Selected extract -
* * * * * * * * *
Scientific classification
- Kingdom: Animalia
- Phylum: Chordata
- Class: Aves
- Order: Columbiformes
- Family: Columbidae
- Genus: Macropygia
- Species: M. phasianella
- Binomial name: Macropygia phasianella (Temminck, 1821)
- Subspecies: See text

= Brown cuckoo-dove =

- Genus: Macropygia
- Species: phasianella
- Authority: (Temminck, 1821)
- Conservation status: LC

Species of bird

The brown cuckoo-dove (Macropygia phasianella) is a dove in the genus Macropygia found in Australia from Weipa and Aurukun in the north to Bega in the south, and most inland at Atherton and Toowoomba. It is sometimes called the "brown pigeon" or "pheasant pigeon", but both terms are best avoided, as they can lead to confusion with the brown doves and the true pheasant pigeon. It was one of three new species defined when the slender-billed cuckoo-dove was split in 2016.

==Taxonomy==
The brown cuckoo-dove was formally described in 1821 by the Dutch zoologist Coenraad Jacob Temminck from a specimen collected near Port Jackson in New South Wales, Australia. He coined the binomial name Columba phasianella. The specific name is a diminutive of the Latin phasianus, meaning "pheasant". The brown cuckoo-dove is now placed in the genus Macropygia, which was introduced by the English naturalist William Swainson in 1837.

Three subspecies are recognised:
- M. p. quinkan Schodde, 1989 - Cape York Peninsula
- M. p. robinsoni Mathews, 1912 - Queensland
- M. p. phasianella (Temminck, 1821) - East and Southeast Australia

==Description==
The brown cuckoo-dove is from 40 to 43 cm in length. The feathers are a rich rusty-brown colour, and the short wings, long tail and back are darker. The males tend to have a slight rose/green colouration on their nape and neck.

The call of this dove is a very loud "whoop-a whoop" with some differences depending on the subspecies involved.

The brown cuckoo-dove inhabits rainforest, woodland, scrubland and rainforest regrowth areas.

The doves can often be seen in pairs or groups. Its diet consists of berries from both native plants and introduced weed species. They can be nomadic, depending on the supplies of food. They tend to fly short distances and low to the ground with great strength.

Breeding occurs in spring and summer. The nest is a flat platform of sticks and vines, either in a fork of a tree or on top of a low tree. One, creamy white, egg is laid.
* * * * * * * * *
Information supplied -
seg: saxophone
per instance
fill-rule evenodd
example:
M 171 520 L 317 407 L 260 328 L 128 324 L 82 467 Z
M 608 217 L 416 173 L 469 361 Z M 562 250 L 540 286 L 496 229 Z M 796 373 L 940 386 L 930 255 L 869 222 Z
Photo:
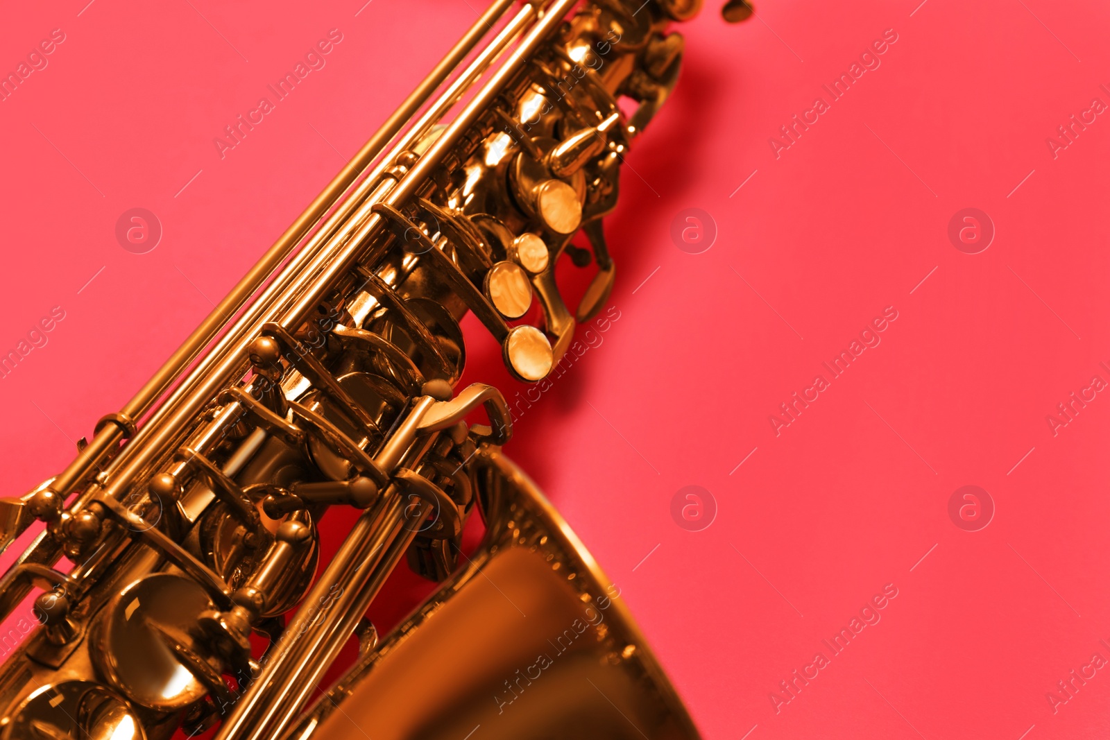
* * * * * * * * *
Directions - List every habitat type that the brown cuckoo-dove article says the bird lives in.

The completed task - Rainforest, woodland, scrubland, and rainforest regrowth areas.